Pubblicato il 06/02/2023

N. 00067/2023 REG.PROV.COLL.

N. 00801/2021 REG.RIC.

REPUBBLICA ITALIANA

IN NOME DEL POPOLO ITALIANO

Il Tribunale Amministrativo Regionale per la Emilia Romagna

(Sezione Seconda)

ha pronunciato la presente

SENTENZA

sul ricorso numero di registro generale 801 del 2021, integrato da motivi aggiunti, proposto da
E N, G P, M P G, rappresentate e difese dall’avv.to L M, con domicilio digitale corrispondente alla PEC indicata nei Registri di Giustizia, e domicilio fisico ex lege presso la Segreteria della Sezione in Bologna, Via D’Azeglio n. 54;

contro

Comune di Modena, in persona del legale rappresentante pro tempore , rappresentato e difeso dagli avv.ti C G e S M, con domicilio digitale corrispondente alla PEC indicata nei Registri di Giustizia, e domicilio fisico ex lege presso la Segreteria della Sezione in Bologna, Via D’Azeglio n. 54;

nei confronti

S M, rappresentata e difesa dagli avv.ti Annalisa Molinari a Carlo Masi, con domicilio digitale corrispondente alla PEC indicata nei Registri di Giustizia, e domicilio fisico ex lege presso la Segreteria della Sezione in Bologna, Via D’Azeglio n. 54;

C G, rappresentato e difeso dall’avv.to Matilde Palmieri, con domicilio digitale corrispondente alla PEC indicata nei Registri di Giustizia, e domicilio fisico ex lege presso la Segreteria della Sezione in Bologna, Via D’Azeglio n. 54;

per l’annullamento

Ricorso introduttivo

- DEL

PROVVEDIMENTO DEL

17/6/2019, RECANTE LA FISCALIZZAZIONE DELL’ABUSO EDILIZIO DI VIA CASTELMARALDO N. 75;

- OVE OCCORRA, DEI PARERI DELLA COMMISSIONE DELLA QUALITA’ ARCHITETTONICA E PAESAGGIO, RICHIAMATI IN PREMESSA;

- DELLE RELAZIONI TECNICHE E DI OGNI ALTRO ATTO PRECEDENTE O SUCCESSIVO, PRESUPPOSTO O COMUNQUE CONNESSO.

Motivi aggiunti depositati il 2/10/2022

- DEL

PROVVEDIMENTO DIRIGENZIALE

22/8/2022 IL QUALE, IN

SOSTITUZIONE DEL PRECEDENTE ATTO

17/6/2019, CONFERMA L’APPLICAZIONE DELLA SANZIONE PECUNIARIA ALTERNATIVA ALLA DEMOLIZIONE, NELLA MISURA GIÀ

DEFINITA DI

30.700 €.

(Estratti di un dataset per l'etichettatura di punti)
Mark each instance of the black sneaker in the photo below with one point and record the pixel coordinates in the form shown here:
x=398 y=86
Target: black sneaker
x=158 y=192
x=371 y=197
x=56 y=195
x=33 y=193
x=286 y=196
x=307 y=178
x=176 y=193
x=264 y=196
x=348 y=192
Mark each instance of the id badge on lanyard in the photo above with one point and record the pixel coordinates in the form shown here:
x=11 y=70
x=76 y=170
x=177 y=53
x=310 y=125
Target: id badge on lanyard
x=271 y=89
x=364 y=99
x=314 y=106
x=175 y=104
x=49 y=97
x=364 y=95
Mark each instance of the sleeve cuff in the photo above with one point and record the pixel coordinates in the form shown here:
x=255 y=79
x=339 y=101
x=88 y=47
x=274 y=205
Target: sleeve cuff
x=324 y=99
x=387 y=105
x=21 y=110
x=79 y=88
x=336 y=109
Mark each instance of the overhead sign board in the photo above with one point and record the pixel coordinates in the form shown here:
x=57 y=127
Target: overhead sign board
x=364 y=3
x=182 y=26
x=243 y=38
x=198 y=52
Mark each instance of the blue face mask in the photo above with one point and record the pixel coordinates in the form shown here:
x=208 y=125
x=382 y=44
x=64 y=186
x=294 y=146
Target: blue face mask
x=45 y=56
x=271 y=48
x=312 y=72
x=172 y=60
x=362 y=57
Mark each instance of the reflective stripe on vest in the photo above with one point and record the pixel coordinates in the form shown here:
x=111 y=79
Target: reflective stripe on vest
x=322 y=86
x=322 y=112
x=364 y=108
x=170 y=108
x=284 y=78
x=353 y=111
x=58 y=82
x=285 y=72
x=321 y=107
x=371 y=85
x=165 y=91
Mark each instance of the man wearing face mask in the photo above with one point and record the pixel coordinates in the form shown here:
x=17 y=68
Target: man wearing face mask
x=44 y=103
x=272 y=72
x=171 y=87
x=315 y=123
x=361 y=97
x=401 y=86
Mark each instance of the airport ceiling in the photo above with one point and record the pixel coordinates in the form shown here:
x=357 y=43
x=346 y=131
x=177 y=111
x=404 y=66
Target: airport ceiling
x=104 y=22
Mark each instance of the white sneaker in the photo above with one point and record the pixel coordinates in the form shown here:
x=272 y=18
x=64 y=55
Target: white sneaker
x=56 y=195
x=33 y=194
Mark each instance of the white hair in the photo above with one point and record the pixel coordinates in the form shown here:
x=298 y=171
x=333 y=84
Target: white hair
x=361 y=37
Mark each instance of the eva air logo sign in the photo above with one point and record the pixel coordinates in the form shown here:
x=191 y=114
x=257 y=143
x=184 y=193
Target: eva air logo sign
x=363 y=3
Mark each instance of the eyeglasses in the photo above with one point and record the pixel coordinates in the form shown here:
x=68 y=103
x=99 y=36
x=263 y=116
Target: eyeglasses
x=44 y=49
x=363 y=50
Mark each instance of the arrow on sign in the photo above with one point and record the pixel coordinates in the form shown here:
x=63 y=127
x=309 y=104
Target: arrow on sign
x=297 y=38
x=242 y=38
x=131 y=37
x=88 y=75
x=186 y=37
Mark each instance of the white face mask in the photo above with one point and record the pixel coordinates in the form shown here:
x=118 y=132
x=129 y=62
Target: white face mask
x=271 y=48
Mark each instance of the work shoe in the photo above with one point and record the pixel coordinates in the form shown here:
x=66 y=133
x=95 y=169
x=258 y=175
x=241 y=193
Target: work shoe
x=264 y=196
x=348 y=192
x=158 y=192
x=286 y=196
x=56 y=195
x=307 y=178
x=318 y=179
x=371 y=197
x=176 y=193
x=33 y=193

Esercizi »
1. Riscala soltanto le righe di dati comprese tra quella che contiene "Mark each instance of the airport" e la fine delle righe, estremi inclusi, e riportale tutte di nuovo, richieste comprese. Nelle risposte moltiplica per 2,4 ogni coordinata e arrotonda all'intero, con le metà per eccesso, lasciando invariati le richieste e i loro esempi di formato.
2. Porta avanti la sentenza sul ricorso contro il Comune di Modena, riprendendo subito dopo l'ultima frase riportata.

Risposte »
1.
Mark each instance of the airport ceiling in the photo above with one point and record the pixel coordinates in the form shown here:
x=357 y=43
x=346 y=131
x=177 y=111
x=404 y=66
Target: airport ceiling
x=250 y=53
Mark each instance of the white sneaker in the photo above with one point and record the pixel coordinates in the form shown here:
x=272 y=18
x=64 y=55
Target: white sneaker
x=134 y=468
x=79 y=466
Mark each instance of the white hair in the photo above with one point and record the pixel coordinates in the form shown here:
x=298 y=171
x=333 y=84
Target: white hair
x=866 y=89
Mark each instance of the eva air logo sign in the photo above with one point and record the pixel coordinates in the form shown here:
x=191 y=114
x=257 y=143
x=184 y=193
Target: eva air logo sign
x=871 y=7
Mark each instance of the eyeglasses in the photo above with one point and record the pixel coordinates in the form shown here:
x=68 y=103
x=99 y=36
x=263 y=116
Target: eyeglasses
x=106 y=118
x=871 y=120
Mark each instance of the arrow on sign in the photo above with one point and record the pixel coordinates in the form shown here:
x=63 y=127
x=309 y=104
Target: arrow on sign
x=713 y=91
x=581 y=91
x=314 y=89
x=211 y=180
x=446 y=89
Mark each instance of the white face mask in the photo above with one point and record the pixel coordinates in the form shown here:
x=118 y=132
x=129 y=62
Target: white face mask
x=650 y=115
Mark each instance of the work shoe in the photo above with one point and record the pixel coordinates in the form shown here:
x=66 y=133
x=95 y=169
x=258 y=175
x=241 y=193
Target: work shoe
x=634 y=470
x=835 y=461
x=379 y=461
x=686 y=470
x=134 y=468
x=737 y=427
x=763 y=430
x=890 y=473
x=422 y=463
x=79 y=463

2.
Visti il ricorso, i motivi aggiunti e i relativi allegati;

Visti gli atti di costituzione in giudizio del Comune di Modena, della controinteressata S M e di C G;

Visti tutti gli atti della causa;

Relatore nell'udienza pubblica del giorno 31 gennaio 2023 il dott. Stefano Tenca e uditi per le parti i difensori come specificato nel verbale;

Ritenuto e considerato in fatto e diritto quanto segue.

FATTO

A. Le ricorrenti – residenti al primo, secondo e terzo piano dell’edificio condominiale in Piazza Pomposa n. 75 (centro storico) – lamentano un abuso edilizio compiuto nel 1983 dalla controinteressata proprietaria dell’ultimo piano, che avrebbe sopraelevato il fabbricato realizzando un nuovo vano adibito a salotto dell’abitazione, al posto del preesistente terrazzo. La Piazza prospiciente sarebbe vincolata ai sensi del D. Lgs. 42/2004.

B. Rappresentano in punto di fatto che l’istanza di condono edilizio ex L. 47/85 è stata rigettata con atto sindacale 30/10/1989, seguito dall’ordine di ripristino 1/3/1990. Gli atti repressivi sono stati impugnati innanzi a questo T.A.R. che ha rigettato i gravami con le sentenze n. 755/2003 e 756/2003, integralmente confermate in appello dal Consiglio di Stato (cfr. pronuncia della sez. V – 12/11/2012 n. 5707).

C. Riferiscono che, dopo la sentenza di appello, l’ordine di rimessa in pristino dell’1/3/1990 è divenuto definitivo, ma ciò nonostante l’amministrazione non vi ha dato esecuzione nel successivo triennio.

C.1 Dai documenti ottenuti con l’accesso si evincerebbe l’instaurazione di una trattativa, che doveva prevedere la demolizione spontanea in cambio di una sorta di giardino d’inverno in ferro-vetro, in posizione arretrata non visibile dalla strada pubblica. In proposito, l’atto dirigenziale 21/5/2014 (doc. 4) subordinava l’efficacia dell’intesa all’espressa autorizzazione delle ricorrenti (condomine comproprietarie), che non è mai stata richiesta.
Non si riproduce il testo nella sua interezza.